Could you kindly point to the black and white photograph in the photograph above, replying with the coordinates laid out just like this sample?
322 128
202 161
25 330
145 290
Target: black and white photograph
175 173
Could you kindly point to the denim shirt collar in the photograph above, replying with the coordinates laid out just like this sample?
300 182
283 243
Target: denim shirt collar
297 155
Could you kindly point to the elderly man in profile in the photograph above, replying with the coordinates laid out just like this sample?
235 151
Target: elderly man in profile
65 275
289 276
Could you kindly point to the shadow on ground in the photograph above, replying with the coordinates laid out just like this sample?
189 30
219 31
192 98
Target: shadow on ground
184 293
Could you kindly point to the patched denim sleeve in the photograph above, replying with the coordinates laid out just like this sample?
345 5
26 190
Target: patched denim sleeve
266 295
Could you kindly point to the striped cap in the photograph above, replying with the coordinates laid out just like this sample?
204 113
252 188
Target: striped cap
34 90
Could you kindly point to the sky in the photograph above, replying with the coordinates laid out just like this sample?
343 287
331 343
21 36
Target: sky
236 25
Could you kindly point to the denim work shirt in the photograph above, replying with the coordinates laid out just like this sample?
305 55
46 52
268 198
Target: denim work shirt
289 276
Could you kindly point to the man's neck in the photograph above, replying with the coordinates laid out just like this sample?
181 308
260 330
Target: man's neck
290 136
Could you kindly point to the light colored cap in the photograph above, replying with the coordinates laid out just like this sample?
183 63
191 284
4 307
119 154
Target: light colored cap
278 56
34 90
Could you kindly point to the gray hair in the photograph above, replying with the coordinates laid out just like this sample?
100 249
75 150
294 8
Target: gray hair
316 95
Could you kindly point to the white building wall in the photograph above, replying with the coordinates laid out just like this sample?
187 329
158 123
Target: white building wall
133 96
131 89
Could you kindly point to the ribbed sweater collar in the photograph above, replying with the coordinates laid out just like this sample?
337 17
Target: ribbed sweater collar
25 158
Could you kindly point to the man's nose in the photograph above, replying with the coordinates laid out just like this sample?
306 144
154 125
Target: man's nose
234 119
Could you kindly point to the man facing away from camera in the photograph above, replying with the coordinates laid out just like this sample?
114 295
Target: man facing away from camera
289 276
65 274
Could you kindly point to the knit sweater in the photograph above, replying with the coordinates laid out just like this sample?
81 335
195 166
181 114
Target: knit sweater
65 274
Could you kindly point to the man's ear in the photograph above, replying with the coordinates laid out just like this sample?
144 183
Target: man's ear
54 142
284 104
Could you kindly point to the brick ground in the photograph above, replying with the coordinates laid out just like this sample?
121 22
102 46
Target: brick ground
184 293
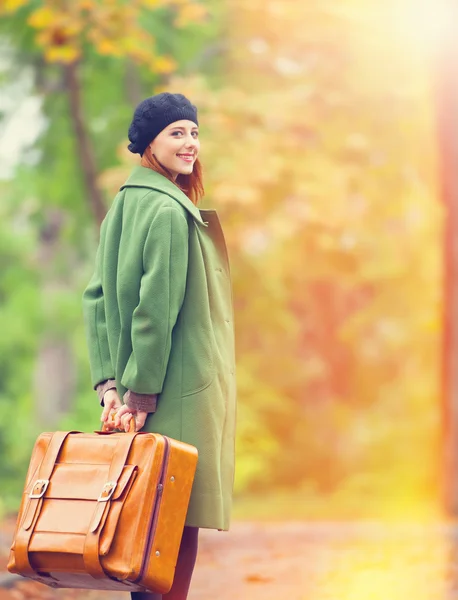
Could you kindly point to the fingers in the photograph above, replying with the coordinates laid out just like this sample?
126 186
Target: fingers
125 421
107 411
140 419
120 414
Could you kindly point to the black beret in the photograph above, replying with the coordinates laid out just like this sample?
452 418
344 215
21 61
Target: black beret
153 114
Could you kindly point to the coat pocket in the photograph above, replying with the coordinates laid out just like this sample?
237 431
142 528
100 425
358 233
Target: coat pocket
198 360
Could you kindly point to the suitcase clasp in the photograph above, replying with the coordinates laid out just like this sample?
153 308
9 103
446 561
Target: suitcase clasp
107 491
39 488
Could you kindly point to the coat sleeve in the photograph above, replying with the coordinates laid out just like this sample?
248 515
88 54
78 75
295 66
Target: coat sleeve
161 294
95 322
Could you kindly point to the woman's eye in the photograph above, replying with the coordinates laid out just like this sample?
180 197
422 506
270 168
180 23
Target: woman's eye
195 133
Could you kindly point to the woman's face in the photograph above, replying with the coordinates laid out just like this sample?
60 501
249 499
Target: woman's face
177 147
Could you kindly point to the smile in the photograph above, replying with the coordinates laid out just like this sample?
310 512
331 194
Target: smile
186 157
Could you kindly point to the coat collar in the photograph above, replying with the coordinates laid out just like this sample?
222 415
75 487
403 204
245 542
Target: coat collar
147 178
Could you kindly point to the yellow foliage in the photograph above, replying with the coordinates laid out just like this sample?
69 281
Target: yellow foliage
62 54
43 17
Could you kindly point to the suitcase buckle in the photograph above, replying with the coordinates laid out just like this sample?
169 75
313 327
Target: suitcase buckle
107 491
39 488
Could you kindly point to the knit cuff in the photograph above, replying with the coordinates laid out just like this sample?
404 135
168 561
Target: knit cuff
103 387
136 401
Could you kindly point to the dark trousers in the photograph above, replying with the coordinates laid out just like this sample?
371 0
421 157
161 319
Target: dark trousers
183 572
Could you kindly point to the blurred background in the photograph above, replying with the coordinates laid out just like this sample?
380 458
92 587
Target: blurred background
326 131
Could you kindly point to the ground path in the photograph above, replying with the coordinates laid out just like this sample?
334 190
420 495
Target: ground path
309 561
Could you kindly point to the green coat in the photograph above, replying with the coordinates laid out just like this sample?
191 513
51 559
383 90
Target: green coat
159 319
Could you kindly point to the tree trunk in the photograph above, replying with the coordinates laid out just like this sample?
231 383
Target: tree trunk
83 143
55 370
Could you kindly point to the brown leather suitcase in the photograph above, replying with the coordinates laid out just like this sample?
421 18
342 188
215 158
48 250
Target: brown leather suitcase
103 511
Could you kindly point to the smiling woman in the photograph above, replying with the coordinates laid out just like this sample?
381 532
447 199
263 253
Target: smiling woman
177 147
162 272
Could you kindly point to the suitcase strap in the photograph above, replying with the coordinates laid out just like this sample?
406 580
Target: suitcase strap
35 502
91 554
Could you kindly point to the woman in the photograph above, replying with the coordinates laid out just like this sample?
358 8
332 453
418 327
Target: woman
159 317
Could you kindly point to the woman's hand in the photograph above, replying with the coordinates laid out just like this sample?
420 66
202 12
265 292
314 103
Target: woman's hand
•••
Brief –
Update all of the material above by replacing "photograph above" with "image above" and leaving every other line unchanged. Omit the pictures from your answer.

Task answer –
Could you kindly point to the black and white photograph in the image above, replying with the coordinates laid out just like this sample?
322 128
202 161
25 330
145 290
Target: black and white photograph
175 173
Could you kindly point to the denim shirt collar in the image above, replying with the coordinates laid out just like this sample?
300 182
283 243
Target: denim shirt collar
297 155
Could you kindly point to the elderly man in profile in the image above, replying with the coordinates laid out just like this sample?
235 151
Target: elderly man in profile
65 275
289 276
Could you kindly point to the shadow on ground in the image above, replying with the coordinates laid out just like this sample?
189 30
219 31
192 98
Target: shadow on ground
184 293
Could you kindly point to the patched denim sleeve in the image above, replying with the coordinates laid out just like this sample?
345 5
26 190
Target: patched denim sleeve
266 295
Could you kindly point to the striped cap in the image above, replying with the coordinates laid out just like this sample?
204 113
252 188
Target: striped cap
34 90
Could you kindly point to the sky in the image above, replying with the coordinates laid out just like this sample?
343 287
331 343
21 36
Target: sky
236 25
Could you kindly point to the denim work shirt in the image above, replying with the coordinates laid out just like this sample?
305 55
46 52
268 198
Target: denim work shirt
289 276
Could you kindly point to the man's neck in the image above, replying with the coordinates laid out just like this sample?
181 308
260 330
Target: man's neck
290 136
Could you kindly point to the light colored cap in the image above, replying with the coordinates laid out just like this sample?
183 63
191 284
4 307
119 154
Target: light colored cap
278 56
34 90
Could you kindly point to the gray hair in the image above, replying with the coordinates laid out just like this sample?
100 249
75 150
294 8
Target: gray hair
316 95
Could you kindly point to the white building wall in the image above, replying with the coordinates laid out just like this sample?
187 329
158 123
Target: white building wall
133 96
131 89
Could you kindly point to the ribbed sweater collar in the image above, replying with the coordinates laid out just like this sample?
337 17
Target: ribbed sweater collar
25 158
Could you kindly point to the man's nose in the image above, replying with the coordinates laid out just like this sample?
306 144
154 125
Target: man's nose
234 119
Could you kindly point to the man facing away from camera in the image above, replying with the coordinates laid out just like this sample?
114 295
Target: man facing away from camera
289 276
65 274
Could you kindly point to the knit sweater in the image above, replying with the coordinates laid out just like this sample?
81 335
195 166
181 114
Target: knit sweater
65 274
Could you kindly point to the man's ear in the image above, replying with the coordinates laid out just like this sample?
144 183
Target: man's ear
54 142
284 104
Could you kindly point to the brick ground in the image above, replying with the coordinates laid out just like this sample?
121 22
102 46
Target: brick ground
184 293
Could you kindly point to the fingers in the image above, replying with the coordinates laid out just like this sample?
126 186
Target: fingers
125 421
107 411
140 419
120 414
Could you kindly point to the black beret in the image above, replying with the coordinates laid out just like this sample?
452 418
344 215
21 61
Target: black beret
153 114
Could you kindly point to the coat pocket in the image above, replying with the coordinates laid out just like this sample?
237 431
142 528
100 425
358 233
Target: coat pocket
198 360
Could you kindly point to the suitcase clasp in the image above, replying with the coordinates laid out just like this sample?
153 308
9 103
446 561
Target: suitcase clasp
107 491
39 488
Could you kindly point to the coat sleeve in the image above, replying with the coordinates laid out just like this sample?
248 515
88 54
78 75
295 66
Target: coat sleeve
161 294
95 322
Could you kindly point to the woman's eye in the image above, replying with the coordinates laid out just like this sample?
180 197
422 506
270 168
180 23
Target: woman's eye
195 133
Could you kindly point to the woman's face in the image above, replying with the coordinates laid out just like this sample?
60 501
249 499
Target: woman's face
177 147
Could you kindly point to the smile in the image above, replying with the coordinates laid out just like this sample?
310 512
331 194
Target: smile
186 157
Could you kindly point to the coat collar in the image above, replying with the coordinates laid out just like this sample?
222 415
75 487
403 204
245 542
Target: coat collar
147 178
Could you kindly point to the yellow foliage in the image above, replying with the coordinates laid out just like this sample?
69 281
Target: yellow foliage
62 54
43 17
Could you kindly point to the suitcase buckle in the image above, replying with the coordinates laid out just like this sample?
169 75
313 327
Target: suitcase buckle
107 491
39 488
Could you kindly point to the knit cuff in the image above, replying with the coordinates laid out just like this sample?
404 135
168 561
Target: knit cuff
103 387
136 401
Could you kindly point to the dark trousers in the image above, replying with the coordinates laid out just like this sample?
371 0
421 157
161 319
Target: dark trousers
183 572
Could you kindly point to the blurred background in the image above, replying with the coordinates laid out just like this sample?
380 458
92 587
Target: blurred background
326 131
Could you kindly point to the ground path in the image above, replying with the coordinates laid out just like this sample?
334 190
420 495
Target: ground path
309 561
Could you kindly point to the green coat in the image above, replying with the coordinates laid out just like this sample?
191 513
51 559
383 90
Target: green coat
159 319
Could you kindly point to the tree trunk in the image above, replying with the coordinates laid out just like this sample?
231 383
Target: tree trunk
83 143
55 370
Could you kindly point to the brown leather suitcase in the image above, replying with the coordinates laid out just like this sample?
421 18
342 188
215 158
48 250
Target: brown leather suitcase
103 511
Could you kindly point to the smiling woman in the image above, replying with the coordinates laid out just like this sample?
381 532
447 199
263 253
Target: smiling woman
177 147
162 272
Could you kindly point to the suitcase strap in the image above, replying with the coordinates laid out just like this sample?
406 580
Target: suitcase strap
35 502
91 554
Could you kindly point to the woman in the image above, replying with the coordinates laid out just like this sample?
358 8
332 453
418 327
Target: woman
159 317
Could you kindly point to the woman's hand in the image above, replying with the coordinates laid out just like this sample?
420 66
202 12
265 292
314 103
Target: woman's hand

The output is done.